• To do: Gather every line in the records below that contains the word "ridge", and copy each of those lines out in full.

• Data for this task:
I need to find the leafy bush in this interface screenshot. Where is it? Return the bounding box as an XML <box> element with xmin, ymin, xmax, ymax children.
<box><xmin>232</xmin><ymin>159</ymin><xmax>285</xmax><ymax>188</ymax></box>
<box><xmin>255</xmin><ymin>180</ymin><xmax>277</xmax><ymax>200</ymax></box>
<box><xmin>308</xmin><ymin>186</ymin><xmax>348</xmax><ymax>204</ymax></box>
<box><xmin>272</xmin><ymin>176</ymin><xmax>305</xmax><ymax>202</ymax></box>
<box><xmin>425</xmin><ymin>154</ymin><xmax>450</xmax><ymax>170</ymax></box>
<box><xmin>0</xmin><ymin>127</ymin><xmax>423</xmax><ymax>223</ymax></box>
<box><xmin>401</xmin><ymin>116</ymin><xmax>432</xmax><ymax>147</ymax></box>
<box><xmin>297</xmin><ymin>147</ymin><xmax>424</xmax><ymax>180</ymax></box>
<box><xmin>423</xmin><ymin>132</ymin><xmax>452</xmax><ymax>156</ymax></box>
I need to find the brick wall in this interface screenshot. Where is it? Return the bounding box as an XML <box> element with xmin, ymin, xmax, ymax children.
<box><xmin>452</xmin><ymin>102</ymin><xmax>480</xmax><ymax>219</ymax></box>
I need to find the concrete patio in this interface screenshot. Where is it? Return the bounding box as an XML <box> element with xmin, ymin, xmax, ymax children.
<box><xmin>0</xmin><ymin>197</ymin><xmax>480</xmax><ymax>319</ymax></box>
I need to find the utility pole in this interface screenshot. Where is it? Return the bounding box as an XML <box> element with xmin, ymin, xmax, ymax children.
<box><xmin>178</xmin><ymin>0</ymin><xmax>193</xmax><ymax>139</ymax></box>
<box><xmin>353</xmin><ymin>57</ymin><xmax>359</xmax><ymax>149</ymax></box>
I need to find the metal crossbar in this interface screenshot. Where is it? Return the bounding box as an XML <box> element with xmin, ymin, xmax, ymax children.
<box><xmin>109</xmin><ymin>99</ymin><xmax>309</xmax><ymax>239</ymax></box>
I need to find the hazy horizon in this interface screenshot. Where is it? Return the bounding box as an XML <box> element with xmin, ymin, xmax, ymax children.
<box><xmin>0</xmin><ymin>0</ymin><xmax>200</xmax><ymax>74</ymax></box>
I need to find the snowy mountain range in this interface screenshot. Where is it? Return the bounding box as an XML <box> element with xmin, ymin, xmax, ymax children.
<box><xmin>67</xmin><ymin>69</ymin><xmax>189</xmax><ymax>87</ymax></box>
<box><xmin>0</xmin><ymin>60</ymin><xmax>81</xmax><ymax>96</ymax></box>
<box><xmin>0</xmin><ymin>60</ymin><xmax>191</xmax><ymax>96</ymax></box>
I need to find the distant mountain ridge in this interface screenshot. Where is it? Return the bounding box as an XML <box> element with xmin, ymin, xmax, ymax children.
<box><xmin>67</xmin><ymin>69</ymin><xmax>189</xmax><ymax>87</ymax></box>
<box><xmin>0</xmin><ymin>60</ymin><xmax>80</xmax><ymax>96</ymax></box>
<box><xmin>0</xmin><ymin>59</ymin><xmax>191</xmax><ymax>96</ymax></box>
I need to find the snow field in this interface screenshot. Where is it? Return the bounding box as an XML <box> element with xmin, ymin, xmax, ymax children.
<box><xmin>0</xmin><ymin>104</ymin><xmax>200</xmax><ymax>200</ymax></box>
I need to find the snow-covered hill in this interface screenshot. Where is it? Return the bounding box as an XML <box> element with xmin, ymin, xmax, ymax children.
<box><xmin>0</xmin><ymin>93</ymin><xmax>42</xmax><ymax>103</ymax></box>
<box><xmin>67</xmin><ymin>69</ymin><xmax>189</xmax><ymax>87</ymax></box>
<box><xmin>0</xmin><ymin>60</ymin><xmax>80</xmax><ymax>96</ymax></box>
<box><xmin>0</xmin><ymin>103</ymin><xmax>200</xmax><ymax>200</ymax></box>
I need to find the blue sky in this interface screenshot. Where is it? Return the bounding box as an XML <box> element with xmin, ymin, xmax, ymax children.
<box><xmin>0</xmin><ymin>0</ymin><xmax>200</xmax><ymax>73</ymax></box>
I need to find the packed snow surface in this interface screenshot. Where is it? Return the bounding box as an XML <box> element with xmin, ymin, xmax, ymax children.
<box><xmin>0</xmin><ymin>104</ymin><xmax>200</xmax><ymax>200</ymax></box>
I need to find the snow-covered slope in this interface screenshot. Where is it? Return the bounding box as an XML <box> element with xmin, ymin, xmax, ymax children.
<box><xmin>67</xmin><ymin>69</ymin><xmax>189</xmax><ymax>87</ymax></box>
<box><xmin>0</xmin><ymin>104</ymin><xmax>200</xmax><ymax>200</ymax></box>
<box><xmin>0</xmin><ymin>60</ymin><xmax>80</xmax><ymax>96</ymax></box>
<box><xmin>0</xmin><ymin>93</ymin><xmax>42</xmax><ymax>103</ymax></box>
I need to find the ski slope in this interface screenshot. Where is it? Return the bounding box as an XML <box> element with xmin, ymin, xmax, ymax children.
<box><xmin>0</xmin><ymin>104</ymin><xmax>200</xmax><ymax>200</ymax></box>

--

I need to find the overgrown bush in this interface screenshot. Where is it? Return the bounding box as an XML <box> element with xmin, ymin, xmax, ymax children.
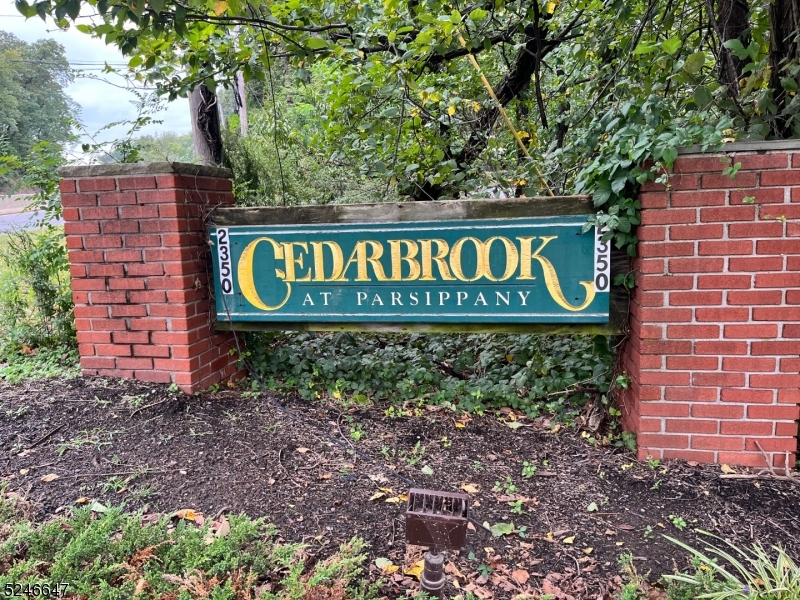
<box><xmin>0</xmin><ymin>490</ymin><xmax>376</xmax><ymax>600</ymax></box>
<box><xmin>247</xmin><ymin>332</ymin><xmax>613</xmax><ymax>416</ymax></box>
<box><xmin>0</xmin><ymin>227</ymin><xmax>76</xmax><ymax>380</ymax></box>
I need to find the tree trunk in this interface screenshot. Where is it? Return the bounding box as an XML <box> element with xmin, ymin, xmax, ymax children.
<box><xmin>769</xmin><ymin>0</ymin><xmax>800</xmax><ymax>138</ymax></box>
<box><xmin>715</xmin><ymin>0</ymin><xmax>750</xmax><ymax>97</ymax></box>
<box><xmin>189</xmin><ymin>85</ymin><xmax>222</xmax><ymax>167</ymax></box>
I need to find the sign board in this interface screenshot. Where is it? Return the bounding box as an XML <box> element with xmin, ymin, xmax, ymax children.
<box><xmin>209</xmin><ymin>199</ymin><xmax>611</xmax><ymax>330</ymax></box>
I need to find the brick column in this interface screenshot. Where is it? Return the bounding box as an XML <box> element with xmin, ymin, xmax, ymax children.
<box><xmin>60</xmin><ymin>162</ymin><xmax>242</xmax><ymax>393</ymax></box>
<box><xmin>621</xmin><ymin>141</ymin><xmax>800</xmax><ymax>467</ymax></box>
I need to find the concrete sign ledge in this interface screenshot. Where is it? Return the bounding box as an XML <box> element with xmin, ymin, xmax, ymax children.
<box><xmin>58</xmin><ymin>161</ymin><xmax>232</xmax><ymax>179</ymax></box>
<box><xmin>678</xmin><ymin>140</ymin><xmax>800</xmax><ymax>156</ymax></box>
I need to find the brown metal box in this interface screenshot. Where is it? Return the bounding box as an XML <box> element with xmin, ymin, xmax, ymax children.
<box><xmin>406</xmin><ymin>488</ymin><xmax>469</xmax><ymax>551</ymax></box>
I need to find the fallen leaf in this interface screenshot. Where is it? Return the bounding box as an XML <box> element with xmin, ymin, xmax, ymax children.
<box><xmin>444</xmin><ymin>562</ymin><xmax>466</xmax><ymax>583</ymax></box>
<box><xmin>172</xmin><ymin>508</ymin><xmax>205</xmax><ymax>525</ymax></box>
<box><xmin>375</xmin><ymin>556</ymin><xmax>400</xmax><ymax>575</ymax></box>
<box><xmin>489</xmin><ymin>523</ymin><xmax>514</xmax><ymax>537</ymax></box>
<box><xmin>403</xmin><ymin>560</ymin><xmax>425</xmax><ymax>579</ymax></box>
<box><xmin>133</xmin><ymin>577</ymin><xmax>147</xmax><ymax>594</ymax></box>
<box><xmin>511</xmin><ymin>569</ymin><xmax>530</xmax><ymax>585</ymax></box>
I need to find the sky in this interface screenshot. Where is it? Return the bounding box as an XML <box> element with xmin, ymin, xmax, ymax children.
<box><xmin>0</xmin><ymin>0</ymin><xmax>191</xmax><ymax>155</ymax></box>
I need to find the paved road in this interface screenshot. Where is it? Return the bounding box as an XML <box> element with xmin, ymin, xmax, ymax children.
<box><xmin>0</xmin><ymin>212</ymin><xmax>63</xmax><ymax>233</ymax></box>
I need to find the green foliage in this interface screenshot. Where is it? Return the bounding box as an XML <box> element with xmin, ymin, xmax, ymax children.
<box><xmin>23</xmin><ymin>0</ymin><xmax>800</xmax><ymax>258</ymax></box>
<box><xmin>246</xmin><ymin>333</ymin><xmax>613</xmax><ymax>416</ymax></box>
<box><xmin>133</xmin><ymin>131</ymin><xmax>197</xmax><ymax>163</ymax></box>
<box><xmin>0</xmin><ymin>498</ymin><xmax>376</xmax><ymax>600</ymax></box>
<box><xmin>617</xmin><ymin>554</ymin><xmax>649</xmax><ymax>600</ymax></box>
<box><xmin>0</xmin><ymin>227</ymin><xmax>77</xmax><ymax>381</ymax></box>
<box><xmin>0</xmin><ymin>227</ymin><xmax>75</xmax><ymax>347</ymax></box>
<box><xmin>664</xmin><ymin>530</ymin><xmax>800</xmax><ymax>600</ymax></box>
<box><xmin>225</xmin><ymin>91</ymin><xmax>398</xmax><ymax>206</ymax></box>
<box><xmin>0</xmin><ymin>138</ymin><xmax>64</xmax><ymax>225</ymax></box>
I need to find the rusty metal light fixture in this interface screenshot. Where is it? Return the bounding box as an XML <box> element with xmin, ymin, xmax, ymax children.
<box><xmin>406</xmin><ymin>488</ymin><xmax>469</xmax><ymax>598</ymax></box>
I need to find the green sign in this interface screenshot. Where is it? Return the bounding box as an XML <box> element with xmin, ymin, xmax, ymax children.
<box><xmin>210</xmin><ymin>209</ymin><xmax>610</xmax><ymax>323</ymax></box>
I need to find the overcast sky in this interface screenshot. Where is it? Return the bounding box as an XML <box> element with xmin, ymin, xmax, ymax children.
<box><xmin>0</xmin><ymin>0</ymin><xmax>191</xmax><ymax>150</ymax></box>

--

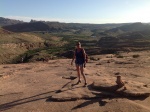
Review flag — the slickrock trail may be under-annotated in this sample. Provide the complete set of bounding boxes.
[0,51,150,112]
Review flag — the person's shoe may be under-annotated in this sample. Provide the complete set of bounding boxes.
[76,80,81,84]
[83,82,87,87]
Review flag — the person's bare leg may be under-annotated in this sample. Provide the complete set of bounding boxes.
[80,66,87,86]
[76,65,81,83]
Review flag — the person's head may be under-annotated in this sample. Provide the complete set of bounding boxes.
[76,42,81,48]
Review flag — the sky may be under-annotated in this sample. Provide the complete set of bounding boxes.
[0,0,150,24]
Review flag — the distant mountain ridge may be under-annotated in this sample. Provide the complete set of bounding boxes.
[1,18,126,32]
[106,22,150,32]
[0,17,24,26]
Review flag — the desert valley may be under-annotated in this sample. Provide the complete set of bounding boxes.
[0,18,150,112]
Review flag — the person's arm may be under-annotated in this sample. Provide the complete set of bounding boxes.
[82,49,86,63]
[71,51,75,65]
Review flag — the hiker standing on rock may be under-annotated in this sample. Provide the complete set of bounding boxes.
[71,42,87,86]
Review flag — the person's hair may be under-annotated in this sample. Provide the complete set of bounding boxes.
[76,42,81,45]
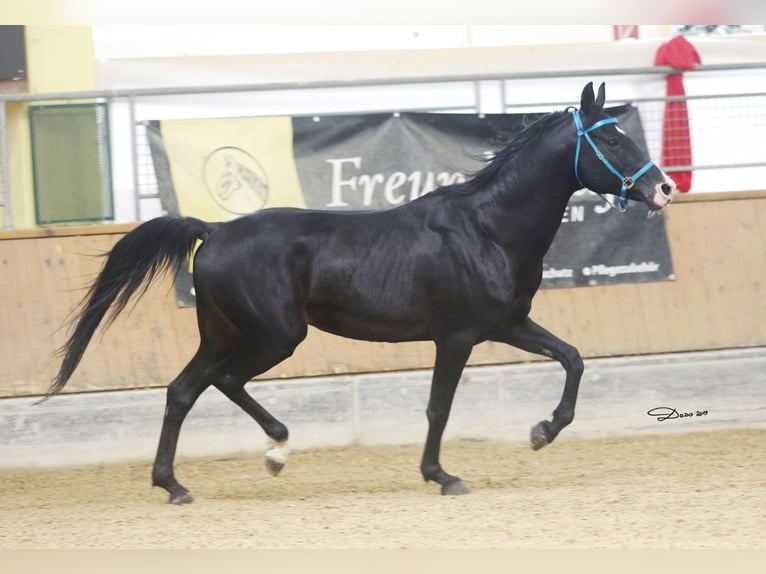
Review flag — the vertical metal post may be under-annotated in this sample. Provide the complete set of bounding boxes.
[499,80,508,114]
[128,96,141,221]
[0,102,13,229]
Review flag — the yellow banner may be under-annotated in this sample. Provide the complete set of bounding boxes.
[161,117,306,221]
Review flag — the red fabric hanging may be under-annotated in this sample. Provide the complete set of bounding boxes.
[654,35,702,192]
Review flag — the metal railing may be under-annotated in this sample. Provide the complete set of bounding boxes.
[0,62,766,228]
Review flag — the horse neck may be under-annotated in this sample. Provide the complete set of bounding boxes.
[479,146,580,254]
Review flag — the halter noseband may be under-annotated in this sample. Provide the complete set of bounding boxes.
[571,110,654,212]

• Output:
I need to find the distant mountain ridge in this interface screenshot. Where is it? Return the bounding box as an XML <box> element with xmin, ymin, xmax, ymax children.
Review flag — the distant mountain ridge may be under-annotated in this sample. Provide the complete set of bounding boxes.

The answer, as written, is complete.